[Saved entries]
_____

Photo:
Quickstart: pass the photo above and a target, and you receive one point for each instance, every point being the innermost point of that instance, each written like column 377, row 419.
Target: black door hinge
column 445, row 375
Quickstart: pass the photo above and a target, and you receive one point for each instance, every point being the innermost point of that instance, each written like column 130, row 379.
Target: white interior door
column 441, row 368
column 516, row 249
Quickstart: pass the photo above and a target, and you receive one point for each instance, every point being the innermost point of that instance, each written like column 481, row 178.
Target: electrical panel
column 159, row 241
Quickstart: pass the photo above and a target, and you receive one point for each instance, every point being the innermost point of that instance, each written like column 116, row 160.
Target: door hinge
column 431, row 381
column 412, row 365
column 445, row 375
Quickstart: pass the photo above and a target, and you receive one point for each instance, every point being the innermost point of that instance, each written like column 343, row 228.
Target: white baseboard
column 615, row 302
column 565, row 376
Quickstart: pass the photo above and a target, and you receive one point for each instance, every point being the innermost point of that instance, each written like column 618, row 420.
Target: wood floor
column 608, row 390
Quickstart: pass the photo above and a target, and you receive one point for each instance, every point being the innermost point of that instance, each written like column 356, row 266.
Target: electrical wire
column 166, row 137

_____

Every line above should be written out again, unchanged.

**SOLUTION FOR THIS EXERCISE:**
Photo:
Quickstart: pass the photo above and a target, and you receive one point for each instance, every point being the innermost point of that instance, each written like column 377, row 419.
Target: black door hinge
column 445, row 375
Quickstart: pass the photo above and a target, and you receive one point for each instance, every point being the innermost point of that instance, each written like column 130, row 379.
Target: white interior door
column 441, row 368
column 516, row 249
Quickstart: pass the photo above and a target, and you receive one point for each instance, every point being the innermost point of that instance, each written like column 481, row 178.
Target: electrical panel
column 159, row 241
Quickstart: pass the photo above and a target, and you receive one point for each instance, every point being the innermost point of that instance, each written like column 116, row 160.
Target: door hinge
column 431, row 381
column 412, row 365
column 445, row 375
Quickstart: pass the photo above and a target, and you receive one point for each instance, every point being the innermost point of that instance, each written like column 343, row 228.
Target: white baseboard
column 615, row 302
column 565, row 376
Quickstart: pass the photo above and a target, and you receive one point for each instance, every point being the innermost point of that instance, each written like column 618, row 420.
Target: wood floor
column 608, row 390
Quickstart: pass the photo above and a target, and you receive one point for each instance, every point being the innermost point of that instance, each written like column 356, row 266.
Target: electrical wire
column 166, row 137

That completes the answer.